> _Problem requirements_: Once you reach the line containing "Give the mask of the sky." in the data below, restate each line word for word up to and including the one containing "Please trace the outline of every instance of the bushy".

Collected data entries:
* * * * * * * * *
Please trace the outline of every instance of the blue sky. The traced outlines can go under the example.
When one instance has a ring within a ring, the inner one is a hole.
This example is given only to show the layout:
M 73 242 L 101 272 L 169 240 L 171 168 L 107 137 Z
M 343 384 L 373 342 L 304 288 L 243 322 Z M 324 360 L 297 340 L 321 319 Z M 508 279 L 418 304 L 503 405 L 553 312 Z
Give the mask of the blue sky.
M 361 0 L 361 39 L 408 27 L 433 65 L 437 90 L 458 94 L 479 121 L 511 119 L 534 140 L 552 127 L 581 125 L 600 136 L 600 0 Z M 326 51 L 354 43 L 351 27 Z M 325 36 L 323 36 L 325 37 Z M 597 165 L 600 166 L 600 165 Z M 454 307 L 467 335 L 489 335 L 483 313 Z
* * * * * * * * *
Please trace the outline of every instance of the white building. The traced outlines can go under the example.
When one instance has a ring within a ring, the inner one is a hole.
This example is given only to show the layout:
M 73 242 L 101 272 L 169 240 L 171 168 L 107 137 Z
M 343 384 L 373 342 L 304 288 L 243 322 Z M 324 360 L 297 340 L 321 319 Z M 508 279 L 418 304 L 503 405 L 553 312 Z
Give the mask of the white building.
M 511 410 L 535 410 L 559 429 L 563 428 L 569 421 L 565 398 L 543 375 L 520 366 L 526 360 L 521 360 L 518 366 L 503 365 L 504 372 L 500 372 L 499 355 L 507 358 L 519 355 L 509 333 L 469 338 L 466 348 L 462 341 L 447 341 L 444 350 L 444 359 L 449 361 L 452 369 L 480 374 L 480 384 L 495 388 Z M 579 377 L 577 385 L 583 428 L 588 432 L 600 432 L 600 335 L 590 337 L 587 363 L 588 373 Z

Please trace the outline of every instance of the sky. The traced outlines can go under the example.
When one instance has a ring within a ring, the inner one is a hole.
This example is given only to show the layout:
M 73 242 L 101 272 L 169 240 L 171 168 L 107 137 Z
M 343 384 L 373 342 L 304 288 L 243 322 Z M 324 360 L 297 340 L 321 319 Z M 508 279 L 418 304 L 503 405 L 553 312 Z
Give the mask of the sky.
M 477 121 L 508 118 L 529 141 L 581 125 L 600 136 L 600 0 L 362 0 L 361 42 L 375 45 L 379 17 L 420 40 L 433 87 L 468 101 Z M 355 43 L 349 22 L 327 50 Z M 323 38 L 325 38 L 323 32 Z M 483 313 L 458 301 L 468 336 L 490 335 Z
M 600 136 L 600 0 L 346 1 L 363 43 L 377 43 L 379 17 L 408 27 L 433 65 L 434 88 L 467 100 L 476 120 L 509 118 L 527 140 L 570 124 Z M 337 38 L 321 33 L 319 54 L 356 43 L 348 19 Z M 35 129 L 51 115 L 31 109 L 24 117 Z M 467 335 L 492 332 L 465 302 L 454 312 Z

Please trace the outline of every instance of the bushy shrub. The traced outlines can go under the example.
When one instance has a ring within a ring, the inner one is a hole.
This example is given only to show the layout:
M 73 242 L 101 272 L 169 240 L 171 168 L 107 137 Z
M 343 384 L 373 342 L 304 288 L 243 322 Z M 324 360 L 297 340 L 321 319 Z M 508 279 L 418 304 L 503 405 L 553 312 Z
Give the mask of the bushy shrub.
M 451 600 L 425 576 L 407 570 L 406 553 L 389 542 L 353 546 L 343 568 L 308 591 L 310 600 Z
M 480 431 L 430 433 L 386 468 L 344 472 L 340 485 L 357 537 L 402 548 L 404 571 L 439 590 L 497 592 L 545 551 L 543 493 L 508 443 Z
* * * * * * * * *
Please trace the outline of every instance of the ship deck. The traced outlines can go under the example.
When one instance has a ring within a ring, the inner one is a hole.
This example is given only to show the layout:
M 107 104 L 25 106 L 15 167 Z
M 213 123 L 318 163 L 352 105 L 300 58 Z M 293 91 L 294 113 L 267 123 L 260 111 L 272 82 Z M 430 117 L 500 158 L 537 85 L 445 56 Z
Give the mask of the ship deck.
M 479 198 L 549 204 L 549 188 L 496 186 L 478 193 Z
* * * * * * * * *
> _Result of the exercise_:
Give the mask of the sky.
M 477 121 L 508 118 L 529 141 L 581 125 L 600 136 L 600 0 L 362 0 L 361 42 L 375 45 L 379 17 L 420 40 L 433 87 L 468 101 Z M 355 43 L 349 22 L 327 50 Z M 323 38 L 325 38 L 323 32 Z M 483 313 L 458 301 L 468 336 L 490 335 Z
M 600 136 L 600 0 L 346 1 L 363 43 L 377 43 L 379 17 L 408 27 L 433 65 L 434 88 L 467 100 L 476 120 L 509 118 L 527 140 L 570 124 Z M 337 38 L 321 33 L 319 54 L 356 43 L 348 19 Z M 35 129 L 51 115 L 31 109 L 24 117 Z M 467 335 L 492 332 L 465 302 L 454 312 Z

Please trace the outline of every instance of the bushy shrub. The traced outlines can go under the example.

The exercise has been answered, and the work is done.